Start of SOURCE EXCERPT

All of lore.kernel.org
 help / color / mirror / Atom feed
From: Elias El Yandouzi <eliasely@amazon.com>
To: <xen-devel@lists.xenproject.org>
Cc: julien@xen.org, pdurrant@amazon.com, dwmw@amazon.com,
	"Hongyan Xia" <hongyxia@amazon.com>,
	"Jan Beulich" <jbeulich@suse.com>,
	"Andrew Cooper" <andrew.cooper3@citrix.com>,
	"Roger Pau Monné" <roger.pau@citrix.com>, "Wei Liu" <wl@xen.org>,
	"Julien Grall" <jgrall@amazon.com>,
	"Elias El Yandouzi" <eliasely@amazon.com>
Subject: [PATCH v2] x86: Map/unmap pages in restore_all_guests
Date: Tue, 16 Jan 2024 18:50:36 +0000	[thread overview]
Message-ID: <20240116185056.15000-8-eliasely@amazon.com> (raw)
In-Reply-To: <20240116185056.15000-1-eliasely@amazon.com>

From: Hongyan Xia <hongyxia@amazon.com>

Before, it assumed the pv cr3 could be accessed via a direct map. This
is no longer true.

Note that we do not map and unmap root_pgt for now since it is still a
xenheap page.

End of SOURCE EXCERPT
Start of DATA LINES

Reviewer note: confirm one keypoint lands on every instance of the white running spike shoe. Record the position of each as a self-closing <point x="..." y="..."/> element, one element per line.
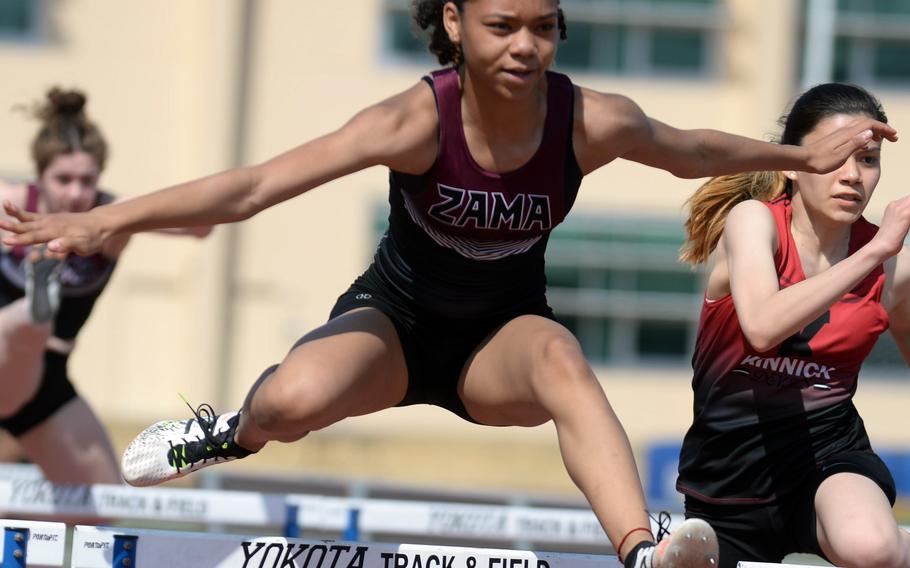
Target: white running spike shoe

End of DATA LINES

**WHAT IS ASKED:**
A: Answer these questions about the Xen patch email on restore_all_guests:
(i) Which mailing list address appears on the To line?
(ii) According to the Subject line, what does the patch do?
(iii) What reason does the message give for not mapping and unmapping root_pgt for now?
B: Pick up the Xen patch email on mapping pages in restore_all_guests after its final sentence and write what comes next.

**RESULTS FOR EACH TASK:**
A:
(i) xen-devel@lists.xenproject.org
(ii) It maps and unmaps pages in restore_all_guests (x86, version 2 of the patch).
(iii) root_pgt is still a xenheap page.

B:
Signed-off-by: Hongyan Xia <hongyxia@amazon.com>
Signed-off-by: Julien Grall <jgrall@amazon.com>
Signed-off-by: Elias El Yandouzi <eliasely@amazon.com>

----

    Changes in V2:
        * Rework the shadow perdomain mapping solution in the follow-up patches

    Changes since Hongyan's version:
        * Remove the final dot in the commit title

diff --git a/xen/arch/x86/include/asm/config.h b/xen/arch/x86/include/asm/config.h
index bbced338be..7cf1f33dc0 100644
--- a/xen/arch/x86/include/asm/config.h
+++ b/xen/arch/x86/include/asm/config.h
@@ -202,7 +202,7 @@ extern unsigned char boot_edid_info[128];
 /* Slot 260: per-domain mappings (including map cache). */
 #define PERDOMAIN_VIRT_START    (PML4_ADDR(260))
 #define PERDOMAIN_SLOT_MBYTES   (PML4_ENTRY_BYTES >> (20 + PAGETABLE_ORDER))
-#define PERDOMAIN_SLOTS         3
+#define PERDOMAIN_SLOTS         4
 #define PERDOMAIN_VIRT_SLOT(s)  (PERDOMAIN_VIRT_START + (s) * \
                                  (PERDOMAIN_SLOT_MBYTES << 20))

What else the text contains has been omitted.